▸ **Problem description**: Quote the data below in full, please, without altering anything.

•••

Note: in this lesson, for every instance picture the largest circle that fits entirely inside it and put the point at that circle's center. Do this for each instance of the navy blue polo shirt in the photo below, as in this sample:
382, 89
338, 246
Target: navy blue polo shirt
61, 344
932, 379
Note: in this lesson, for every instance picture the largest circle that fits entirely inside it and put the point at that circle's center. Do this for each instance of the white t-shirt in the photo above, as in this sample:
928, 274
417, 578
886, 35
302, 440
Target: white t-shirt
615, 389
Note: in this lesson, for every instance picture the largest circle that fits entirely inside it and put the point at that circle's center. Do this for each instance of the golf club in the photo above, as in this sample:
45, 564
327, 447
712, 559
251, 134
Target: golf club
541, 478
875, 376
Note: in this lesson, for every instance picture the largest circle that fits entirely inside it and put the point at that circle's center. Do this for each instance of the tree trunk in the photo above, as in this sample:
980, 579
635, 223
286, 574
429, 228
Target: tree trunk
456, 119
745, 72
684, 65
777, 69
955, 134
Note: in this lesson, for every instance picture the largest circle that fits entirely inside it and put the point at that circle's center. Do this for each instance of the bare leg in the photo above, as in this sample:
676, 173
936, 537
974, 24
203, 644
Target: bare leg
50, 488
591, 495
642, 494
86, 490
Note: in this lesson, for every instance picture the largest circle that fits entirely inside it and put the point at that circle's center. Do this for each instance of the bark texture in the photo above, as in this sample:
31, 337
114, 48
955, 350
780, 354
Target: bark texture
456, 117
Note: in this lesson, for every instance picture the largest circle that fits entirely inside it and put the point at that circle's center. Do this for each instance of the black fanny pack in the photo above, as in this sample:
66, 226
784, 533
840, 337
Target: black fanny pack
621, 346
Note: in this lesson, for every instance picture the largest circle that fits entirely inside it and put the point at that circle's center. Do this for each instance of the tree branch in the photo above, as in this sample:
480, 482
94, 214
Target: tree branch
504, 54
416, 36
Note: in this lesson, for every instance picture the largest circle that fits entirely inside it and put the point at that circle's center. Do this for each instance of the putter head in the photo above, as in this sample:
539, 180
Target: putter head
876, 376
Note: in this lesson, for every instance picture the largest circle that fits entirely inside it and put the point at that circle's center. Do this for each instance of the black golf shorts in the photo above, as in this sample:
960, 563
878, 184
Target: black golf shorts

•••

▸ **Written solution**:
Note: in this lesson, for every instance picture the largest circle that fits entirely inside it and put the point at that circle's center. Do this for each instance of the navy blue polo shirt in the photo below, as in this sample:
382, 89
338, 246
Target: navy blue polo shirt
61, 344
932, 379
Note: in this lesson, for every instance picture the largest circle that fits entirely inside it and put the point at that circle's center. Do this for each instance of the white t-shirt in the photo above, as in this sample:
928, 274
417, 578
886, 35
302, 440
Target: white t-shirt
615, 389
Note: in this lesson, for every instance picture the largest circle that fits entirely inside it and put the point at that circle's center. Do this for each instance of the golf club in the photo above, as in this sample:
45, 564
327, 447
712, 559
251, 134
Target: golf club
541, 478
875, 376
Note: in this lesson, for every instance picture the largest circle that fits entirely inside it and put the point at that circle's center. Do this for each instance of the tree trunk in the photo above, as in this sample:
980, 579
635, 223
286, 574
429, 228
Target: tree trunk
456, 119
745, 72
684, 65
777, 69
955, 134
Note: in this lesson, for every instance picture the largest circle that fits entirely inside it and put the point at that circle's center. Do this for each instance of the bare leg in the photo above, as in this sample:
676, 173
936, 537
974, 24
203, 644
Target: bare leg
50, 488
591, 495
642, 494
86, 490
Note: in this lesson, for every instance picture the largest circle that fits entirely inside it and put the point at that circle's center. Do this for each instance of the bark texture in the photo above, as in this sample:
31, 337
114, 48
955, 350
780, 354
Target: bark texture
456, 117
Note: in this lesson, for every instance picture the largest circle that fits entirely inside it and put the point at that circle's center. Do this for each instance of the black fanny pack in the photo above, as in this sample:
66, 226
784, 533
840, 337
Target: black fanny pack
621, 346
Note: in this lesson, for every instance picture the largest circle that fits entirely inside it and put the point at that circle's center. Do this for each instance of the tree branch in the photo above, as in this sample:
480, 482
94, 214
Target: tree branch
504, 54
416, 36
Note: in this lesson, for every instance picture the largest circle that fits entirely inside it and put the point at that circle's center. Do this for each instance of the putter head in the photo above, as in this sample:
539, 180
Target: putter head
876, 376
Note: in this lesson, for every instance picture the largest circle that fits entirely inside it and put the point at that circle's center. Do this for each instance of the black golf shorts in the photo above, as in this sample:
960, 563
878, 184
Target: black golf shorts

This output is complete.